Introduced in 2000, REST [10] has become now the most popular architecture for the provision of web services and the implementation of Web-based applications. However, the complexity of software development continues evolving, and aspects that received little attention, such as the size of data being exchanged/transmitted or the number of API calls being made, are now becoming more relevant in the context of mobile application development. As a result, problems like over-fetching (a REST endpoint returns more data than what is required by the client) and under-fetching (a single REST endpoint does not provide sufficient information requested by the client) are now being discussed. In order to address these problems, Facebook proposed the GraphQL query language [9], used internally since 2012 and released for public use in 2015. Since then it has been increasingly adopted, and GraphQL is now supported by multiple GraphQL engines for major programming languages (e.g. JavaScript, Python, Java, Golang, Ruby).

The two main components of a GraphQL server are the schema and the resolvers. The GraphQL schema specifies the type of an object together with the fields that can be queried. GraphQL resolvers are data extraction functions implemented in a programming language that are responsible to translate GraphQL queries into queries supported by the underlying datasets (e.g. GraphQL to SQL). In addition, query planning tools have been developed in order to translate GraphQL queries into other query languages (e.g. dataloader,6

⁶
https://github.com/facebook/dataloader

joinmonster7

⁷

https://join-monster.readthedocs.io/en/latest/

From this basic description of the GraphQL framework, the analogy with the OBDA architecture is clear. Typically, the following tasks need to be done to setup a GraphQL server:

A domain expert will analyse the underlying datasets, propose a unified GraphQL schema and describe how the source data sources will need to be mapped into it. Note that there is no standard mechanism to represent these mappings.

A software developer will then implement those mappings as GraphQL resolvers. Generating GraphQL resolvers is difficult even for a standard-sized dataset which typically contains more than a handful tables and hundreds of properties. This situation is even worse if the underlying dataset evolves, considering that the corresponding resolvers have to be updated as well.

In a recent paper [19] we proposed the use of the mapping translation concept to facilitate the generation of GraphQL resolvers. We propose specifying mappings in R2RML, which is a well-defined and formalised mapping language, and apply a mapping translation technique to generate automatically the corresponding GraphQL schemas and resolvers in different programming languages. Our intuition is that following this approach, GraphQL resolver will be easier to maintain, as they are declarative and independent from any programming language.

3.3. Providing access to semi-structured data

Semi-structured data formats are one of the most widely used formats to publish data on the Web. Although existing mapping languages provide support for this type of data sources, existing engines are mostly focused on the generation (materialisation) of RDF-based knowledge graphs, with only a few proposals (e.g. xR2RML [17]) focused on the application of query-translation techniques (virtualisation) over such types of data sources.

→ DATA SHOWN:
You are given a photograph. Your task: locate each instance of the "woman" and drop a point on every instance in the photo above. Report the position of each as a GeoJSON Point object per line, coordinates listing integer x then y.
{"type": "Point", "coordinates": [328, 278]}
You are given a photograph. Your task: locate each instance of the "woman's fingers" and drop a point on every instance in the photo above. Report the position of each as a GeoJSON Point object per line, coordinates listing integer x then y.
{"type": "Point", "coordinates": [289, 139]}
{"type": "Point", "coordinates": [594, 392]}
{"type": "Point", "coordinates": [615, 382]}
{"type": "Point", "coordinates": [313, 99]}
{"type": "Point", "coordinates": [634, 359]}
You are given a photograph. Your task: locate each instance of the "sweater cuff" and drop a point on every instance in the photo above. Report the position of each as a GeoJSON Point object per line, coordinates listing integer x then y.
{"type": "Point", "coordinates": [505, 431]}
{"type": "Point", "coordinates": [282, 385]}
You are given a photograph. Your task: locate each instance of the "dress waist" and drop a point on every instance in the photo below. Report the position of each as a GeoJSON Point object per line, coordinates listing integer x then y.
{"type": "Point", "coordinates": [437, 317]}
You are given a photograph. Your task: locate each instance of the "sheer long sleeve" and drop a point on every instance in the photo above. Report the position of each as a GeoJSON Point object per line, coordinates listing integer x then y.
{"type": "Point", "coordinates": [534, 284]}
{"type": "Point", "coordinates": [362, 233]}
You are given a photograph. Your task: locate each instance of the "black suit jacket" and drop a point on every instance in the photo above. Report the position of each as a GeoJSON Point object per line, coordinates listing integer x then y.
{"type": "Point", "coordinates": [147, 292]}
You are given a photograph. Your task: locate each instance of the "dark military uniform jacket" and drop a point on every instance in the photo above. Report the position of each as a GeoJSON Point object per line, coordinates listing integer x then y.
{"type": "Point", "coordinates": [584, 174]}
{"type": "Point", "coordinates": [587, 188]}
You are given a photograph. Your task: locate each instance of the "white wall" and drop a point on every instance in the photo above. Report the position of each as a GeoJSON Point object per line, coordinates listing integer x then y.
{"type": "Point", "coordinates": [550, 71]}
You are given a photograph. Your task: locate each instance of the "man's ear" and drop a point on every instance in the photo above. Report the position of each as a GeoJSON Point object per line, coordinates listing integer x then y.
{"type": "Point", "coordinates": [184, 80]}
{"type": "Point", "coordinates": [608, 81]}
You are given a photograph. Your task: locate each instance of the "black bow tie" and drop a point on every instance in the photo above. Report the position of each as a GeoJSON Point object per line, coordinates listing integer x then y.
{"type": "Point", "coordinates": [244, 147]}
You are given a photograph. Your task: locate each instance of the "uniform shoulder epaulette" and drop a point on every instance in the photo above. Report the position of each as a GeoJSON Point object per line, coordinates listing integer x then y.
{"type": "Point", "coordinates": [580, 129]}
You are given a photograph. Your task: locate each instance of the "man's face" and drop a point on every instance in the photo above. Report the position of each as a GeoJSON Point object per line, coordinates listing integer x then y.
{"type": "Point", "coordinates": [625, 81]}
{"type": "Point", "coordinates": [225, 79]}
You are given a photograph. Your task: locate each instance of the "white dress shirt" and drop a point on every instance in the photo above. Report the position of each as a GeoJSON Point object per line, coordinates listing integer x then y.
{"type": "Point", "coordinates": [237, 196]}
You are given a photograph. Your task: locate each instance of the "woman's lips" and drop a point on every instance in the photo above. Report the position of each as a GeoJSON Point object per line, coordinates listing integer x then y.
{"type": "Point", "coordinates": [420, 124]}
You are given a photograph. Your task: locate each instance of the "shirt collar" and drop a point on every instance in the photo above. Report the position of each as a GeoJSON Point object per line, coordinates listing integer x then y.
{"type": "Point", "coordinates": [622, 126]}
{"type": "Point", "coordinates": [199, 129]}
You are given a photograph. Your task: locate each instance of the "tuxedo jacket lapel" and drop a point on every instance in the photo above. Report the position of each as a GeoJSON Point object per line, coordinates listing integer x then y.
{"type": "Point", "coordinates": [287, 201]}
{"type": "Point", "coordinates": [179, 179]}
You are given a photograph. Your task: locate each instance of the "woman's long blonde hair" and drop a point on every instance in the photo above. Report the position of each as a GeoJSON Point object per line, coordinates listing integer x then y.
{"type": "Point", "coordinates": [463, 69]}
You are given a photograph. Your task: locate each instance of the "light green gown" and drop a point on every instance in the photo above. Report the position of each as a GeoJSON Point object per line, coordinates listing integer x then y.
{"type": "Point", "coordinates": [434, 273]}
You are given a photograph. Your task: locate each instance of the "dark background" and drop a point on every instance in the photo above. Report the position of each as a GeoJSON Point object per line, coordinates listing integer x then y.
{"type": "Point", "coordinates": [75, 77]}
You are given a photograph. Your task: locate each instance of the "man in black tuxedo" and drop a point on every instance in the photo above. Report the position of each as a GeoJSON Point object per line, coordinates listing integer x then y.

→ LIST OF TASKS:
**a)** According to the GraphQL passage, in what year was GraphQL released for public use?
**b)** Carry on writing the GraphQL passage from the point where it stops.
The lines play no part in this work.

→ RESULTS FOR THE EXERCISE:
**a)** 2015

**b)**
In the specific case of spreadsheets (CSV), providing access to this format is difficult for two main reasons: (i) CSV does not provide its own query language, (ii) there are some transformations that are commonly needed when treating data available in CSVs. For solving the first issue, query translation techniques have been applied over such data format by considering a CSV file as a single table that can be loaded in an RDB. For the second issue, some extensions of well-known mapping languages (RML together with the Function Ontology [16]) and annotations following the CSVW specification [24] can be used.

Morph-CSV8

⁸
https://github.com/oeg-upm/morph-csv

applies the concept of mapping translation for enhancing OBDA query translation over CSV files from SPARQL. It exploits the information of CSVW annotations and RML+FnO mappings to create an enriched RDB representation of the CSV files together with the corresponding R2RML mappings, allowing the use of existing query translation (SPARQL-to-SQL) techniques implemented in R2RML-compliant OBDA engines. The main reason for using two approaches in this case is that individually they are not able to resolve all the CSV challenges identified to enable a efficient query-translation process over the data. When we started this work we noticed that there are enough proposals for dealing with the heterogeneity of the CSV files (CSVW together with RML+FnO) and the SPARQL-to-SQL techniques and optimisation have been studied and implemented for a decade. Finally, we imposed one requirement: our approach should use as much as possible existing resources and not introduce yet another mapping language nor require a new SPARQL-to-SQL implementation. The result is a solution that, considering mappings and annotations that deal with the heterogeneity of the CSV files, builds an enriched RDB instance that represents the original data and translates the RML+FnO input mapping into the corresponding R2RML mapping so that it can take advantage of existing SPARQL-to-SQL optimisations.

3.4. Understanding the semantics of mapping languages

To the best of our knowledge, there has not been yet any formal study of the relationship between R2RML and the Direct Mapping recommendations, and among the many different mapping languages that have arisen recently, as pointed out in Section 1.

For the first case (R2RML and Direct Mapping), intuitively we may consider the Direct Mapping is a subset of R2RML, given the expressive power provided by the latter. However, it would be interesting to know how expressive Direct Mapping may be in case that views are generated for the underlying data sources, for instance. Our intuition is that given the possibility of creating a database view from an existing database, there exists a fragment of R2RML that can be translated into Direct Mapping, such that the application of Direct Mapping over the view generates equivalent results as the application of R2RML mappings over the original database. Finding such fragment brings a practical implication because it would lower down the barrier for transforming data into RDF and enable people to use Direct Mapping engines, which are in general easier to use than R2RML engines for those people who are used to manage databases.

Similarly, this analysis may be extended to other combinations of mapping languages, so as to allow mapping translations among them that would allow exploiting the specific characteristics of each associated implementation, as well as describing formally their semantics, especially for those cases where no formal specification of the semantics has been provided yet.

Ontop [21] is an OBDA system that comes with both data and query translation techniques. Ontop translates R2RML mappings into its own mapping called “OBDA mappings”. These mappings are represented as datalog rules, allowing the formalisation and semantic optimisation techniques to be performed, and generating a more efficient SQL queries (e.g. self-join elimination) that can be evaluated in less time by the underlying databases.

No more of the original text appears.